# [Passage provided]
Tuesday, June 29, 2010

Life in Exile: No Concept Left Behind

Part of what I left behind when we left LA was a concept I had of myself, one which worked there but does not work here. In fact, this concept I have carted around since I was, oh seven or so, has managed to serve me well, so long as I was striving for a career.

But in the desert there is no striving wagon to hop on. I’ve lived in the Bay Area, San Diego, Los Angeles and now the desert. In all those other areas there was an energy of building something; lives, careers, communities. But the desert is a retirement community, a second home community and a vacation community. Those of us who are left here to wrestle with the whole of the year and not just some pleasant three month sojourn work primarily in one of those leisure industries. What we moved out here for, in fact, was a job (my husband’s) in a hotel. So, life, by definition and execution, here is transient. People have either come out here to relax or retire. Basically one is either golfing or waiting to die.

Of course, if you follow life to it’s ultimate conclusion death is the result for everyone anywhere. Period. But we like to think, as free Americans, that how we occupy that time before death is up to us. My choice was to occupy my time as an actor, then when it was clear that was not going to happen (face for radio, voice for print) to the degree of success that would keep me… well, fed frankly, I looked around and thought to myself, if I can’t be in them, then I at least want to have a hand in making movies. This aim took me through the Bay Area and college, San Diego and grad school and finally LA and career. A career IN the industry of my dreams, mind you, if not exactly the dream job. My foot was firmly in door.

At the time we left LA my job had just ended. I had been working on a TV pilot and then I had our first child. Having a baby in an all consuming industry was going to be difficult, I knew that, but I was confident I would work it out. I had a friend who was pregnant with her first and just getting married, another who was soon to be married, another pregnant with her second. I had a friend and former boss who seemed to have the hotline to babysitters and child entertainments. I had a network that, as more babies of friends were added, would only grow stronger.

# [Stored data]
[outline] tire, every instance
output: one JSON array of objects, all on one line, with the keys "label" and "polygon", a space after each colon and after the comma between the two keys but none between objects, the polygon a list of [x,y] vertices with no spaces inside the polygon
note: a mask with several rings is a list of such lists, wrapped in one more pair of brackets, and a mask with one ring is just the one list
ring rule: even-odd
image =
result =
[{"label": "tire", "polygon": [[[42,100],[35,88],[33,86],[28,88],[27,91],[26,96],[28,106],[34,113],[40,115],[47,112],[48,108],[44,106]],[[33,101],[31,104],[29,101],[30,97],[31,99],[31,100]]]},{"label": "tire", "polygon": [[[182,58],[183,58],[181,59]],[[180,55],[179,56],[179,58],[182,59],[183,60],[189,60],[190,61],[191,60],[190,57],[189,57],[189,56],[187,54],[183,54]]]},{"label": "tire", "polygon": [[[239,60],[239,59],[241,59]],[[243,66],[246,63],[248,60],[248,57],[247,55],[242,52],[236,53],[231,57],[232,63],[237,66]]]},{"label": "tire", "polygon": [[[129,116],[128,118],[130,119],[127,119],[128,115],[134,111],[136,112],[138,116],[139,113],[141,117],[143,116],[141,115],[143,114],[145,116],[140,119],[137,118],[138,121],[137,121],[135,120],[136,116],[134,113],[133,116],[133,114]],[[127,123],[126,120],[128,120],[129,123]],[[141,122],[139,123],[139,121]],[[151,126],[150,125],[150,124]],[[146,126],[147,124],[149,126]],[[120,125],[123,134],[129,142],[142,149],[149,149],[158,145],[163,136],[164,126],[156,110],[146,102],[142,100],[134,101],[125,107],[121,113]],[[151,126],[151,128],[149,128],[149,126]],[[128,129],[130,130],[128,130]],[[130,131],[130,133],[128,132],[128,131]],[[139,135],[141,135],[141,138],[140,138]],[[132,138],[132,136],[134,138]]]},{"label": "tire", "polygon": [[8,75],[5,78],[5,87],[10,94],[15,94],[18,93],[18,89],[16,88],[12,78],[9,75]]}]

# [What you have to do]
Extend the blog post about leaving Los Angeles for the desert by writing what comes next, starting after its final sentence.

# [Output of the task]
And then the move to the desert. Not only did I leave this burgeoning network and (I hoped) an equally swelling career but suddenly the concept I'd indulged all those years no longer worked! And it is not as if we had lived in LA for a while with a baby, tried it, found it too frustrating or frightening (before we left we could walk around with the baby in the Grove or to breakfast in Hollywood and literally be the only people with a baby we ran into all day – it is now baby haven as my last trips back have shown) and made a categorical decision to leave for more child friendly climes. Nor had I tried my hand at Hollywood, failed to get a foothold or achieve what I set out to and in disgust packed up and left as soon as the Fall leaves back home began to change. In Hollywood you can tell the seasons by the yard sales. About every three months, as the failures and disappointments would mount, Moms would call sons and daughters to extol the beauties of the Fall/Spring/Winter/Summer leaves/blooms/snow/gorgeous weather, and followed would be a lot of justifying with, no doubt, some swarthy swearing and impulsive packing of it in. This was helpful actually as Hollywood is fairly mild weatherwise. But I was not one of these casualties. I wanted to be nowhere else on earth at that moment in my life.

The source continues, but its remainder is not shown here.